• **Aim of the task**
Using the extract on removing H₂S from natural gas, decide whether each statement below agrees with the text. (a) The Ag-modified 13X samples were prepared by ion exchange. (b) The earlier research mentioned in the text tested natural gas rather than synthetic gases. (c) The 13X molecular sieve came from Stanlab LLC. Answer yes or no for each, and quote the deciding words of the text.

• **Page extract**
------------------------------

As mentioned earlier, H₂S is mainly found with methane in various gases including biogas, natural gas, refinery gas, coal gas, and other gases. Therefore, in order to assess adsorbents in a real-world setting, it is crucial to conduct tests using real gas mixtures. The aforementioned research attempts utilized a diverse range of synthetic gases instead of natural gas. To our knowledge, there has been an absence of study pertaining to the adsorption of H₂S from methane.

In this work, we conducted experiments with a real natural gas mixture to study the effect of Ag-modified 13X molecular sieves on the removal of H₂S. Ag-modified 13X samples were prepared by the ion-exchange method. In addition, we investigated the effect of the inlet H₂S concentrations and exchange rates of the Ag ions on the adsorption operation. The current study showed significant efficacy in the development of a silver-exchanged 13X molecular sieve utilized for the extraction of H₂S from natural gas.

2. Materials and Methods

2.1. Reagents and Materials

The substrate materials were a conventionally available 13X molecular sieve (from Hurtland LLC, Poland), AgNO₃ (from Stanlab LLC, Lublin, Poland), methane 2.5 (Siad Poland LLC, Ruda Śląska, Poland), 5000 ppm H₂S in CH₄ (from Air Liquide Polska LLC, Kraków, Poland), and deionized water.

------------------------------

• **Data provided**
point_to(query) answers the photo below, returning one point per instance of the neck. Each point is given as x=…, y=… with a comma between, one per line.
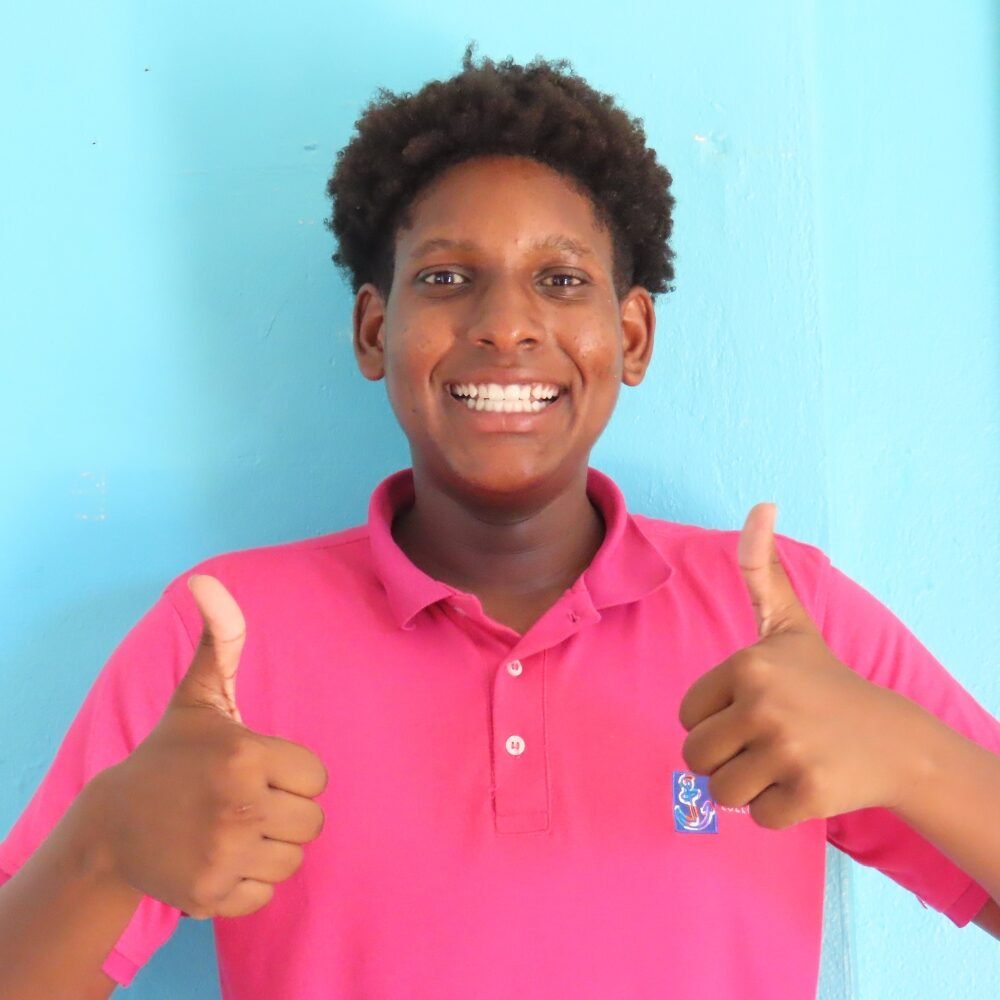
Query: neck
x=538, y=545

------------------------------

• **Task result**
(a) Yes: "Ag-modified 13X samples were prepared by the ion-exchange method."
(b) No: "The aforementioned research attempts utilized a diverse range of synthetic gases instead of natural gas."
(c) No: "a conventionally available 13X molecular sieve (from Hurtland LLC, Poland)"